■ **Data provided**
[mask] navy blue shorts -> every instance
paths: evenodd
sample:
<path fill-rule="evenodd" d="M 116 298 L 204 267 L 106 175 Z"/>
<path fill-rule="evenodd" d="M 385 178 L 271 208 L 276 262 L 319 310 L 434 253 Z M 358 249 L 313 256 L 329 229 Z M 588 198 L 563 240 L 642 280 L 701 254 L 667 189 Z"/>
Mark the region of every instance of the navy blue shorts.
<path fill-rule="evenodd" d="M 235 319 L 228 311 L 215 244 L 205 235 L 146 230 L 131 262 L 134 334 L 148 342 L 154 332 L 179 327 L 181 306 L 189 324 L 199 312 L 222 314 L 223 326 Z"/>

■ **Given task**
Rewrite the data from its first line through the line containing "Mark the region", inclusive, changing "navy blue shorts" to "gray denim shorts" and leaving everything else the same.

■ **Full answer**
[mask] gray denim shorts -> every instance
paths: evenodd
sample:
<path fill-rule="evenodd" d="M 116 298 L 204 267 L 106 175 Z"/>
<path fill-rule="evenodd" d="M 385 178 L 271 208 L 276 262 L 319 310 L 434 253 Z M 358 249 L 313 256 L 329 229 Z M 588 198 L 563 240 L 642 280 L 701 254 L 667 189 Z"/>
Mark the region of every instance of the gray denim shorts.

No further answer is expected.